● **WORK TO BE COMPLETED**: Print the records again, character for character.

● **TASK INPUT**:
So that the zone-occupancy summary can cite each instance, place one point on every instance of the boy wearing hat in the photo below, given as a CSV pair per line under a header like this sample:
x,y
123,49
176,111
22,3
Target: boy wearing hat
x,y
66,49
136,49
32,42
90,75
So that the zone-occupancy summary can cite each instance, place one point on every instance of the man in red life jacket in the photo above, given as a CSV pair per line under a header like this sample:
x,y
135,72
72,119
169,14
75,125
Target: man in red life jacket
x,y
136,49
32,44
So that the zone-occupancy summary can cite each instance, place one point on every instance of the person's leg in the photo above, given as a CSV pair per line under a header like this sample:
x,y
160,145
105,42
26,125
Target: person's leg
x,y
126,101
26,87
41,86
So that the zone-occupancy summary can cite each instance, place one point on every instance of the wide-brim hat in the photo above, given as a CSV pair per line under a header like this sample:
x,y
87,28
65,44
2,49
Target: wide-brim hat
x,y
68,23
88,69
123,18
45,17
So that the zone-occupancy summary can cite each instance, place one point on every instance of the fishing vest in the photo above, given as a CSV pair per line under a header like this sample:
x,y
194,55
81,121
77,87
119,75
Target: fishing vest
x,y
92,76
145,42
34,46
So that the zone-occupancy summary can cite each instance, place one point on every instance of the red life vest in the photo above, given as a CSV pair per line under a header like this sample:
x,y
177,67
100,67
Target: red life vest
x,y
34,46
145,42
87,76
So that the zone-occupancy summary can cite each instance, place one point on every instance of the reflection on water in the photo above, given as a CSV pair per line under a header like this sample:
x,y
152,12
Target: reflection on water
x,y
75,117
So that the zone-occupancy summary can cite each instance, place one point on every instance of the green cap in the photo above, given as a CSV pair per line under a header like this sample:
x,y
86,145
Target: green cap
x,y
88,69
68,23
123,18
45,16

● **FINAL RESULT**:
So that the zone-occupancy summary can cite each instance, place one point on every instance of the boy wearing hat in the photo below, given as a CSV pair per line under a header like this sample:
x,y
123,49
176,111
22,3
Target: boy wearing hat
x,y
66,49
136,49
32,42
90,75
So that the zone-occupancy summary can cite each instance, place one point on every instance of the man in red life jacket in the photo above, given as a CSV pair per line under a header like this sample:
x,y
135,72
72,119
169,14
75,125
Target: man in red life jacket
x,y
136,49
32,44
So that the zone-occupancy summary can cite each instance, place one point on every instance of the person's leg in the photo above, given as a CSV pair per line under a header like this sample:
x,y
160,145
105,42
26,125
Target: person's leg
x,y
126,101
26,87
41,86
So that the zone-occupancy summary can cite each instance, place one point on every instance of the wide-brim hat in the photo above, given as a CSV pair per line under a header like this sample:
x,y
87,28
65,44
2,49
Target: wide-brim hat
x,y
68,23
88,69
123,18
45,17
So that the zone-occupancy summary can cite each instance, place one point on every instance of the fishing vest in the photo above, given as a CSV pair per line under a header like this sample:
x,y
194,55
81,121
77,87
119,75
Target: fishing vest
x,y
92,76
145,42
34,46
So that the zone-occupancy summary can cite each instance, place one point on every instance of the red life vest in the photo above, given as a CSV pair per line under a header like this sample:
x,y
177,67
100,67
Target: red life vest
x,y
34,46
145,42
87,76
So that the zone-occupancy summary can cite each instance, place one point on every instance of the reflection on water in the photo above, given as a CSV pair per line under a header like this sample:
x,y
152,12
Target: reflection on water
x,y
75,117
So that the zone-occupancy summary can cite each instance, place one point on every instance of the green cap in the photo above, given as a CSV pair per line under a header like this sample:
x,y
86,145
Target: green cap
x,y
88,69
68,23
123,18
45,16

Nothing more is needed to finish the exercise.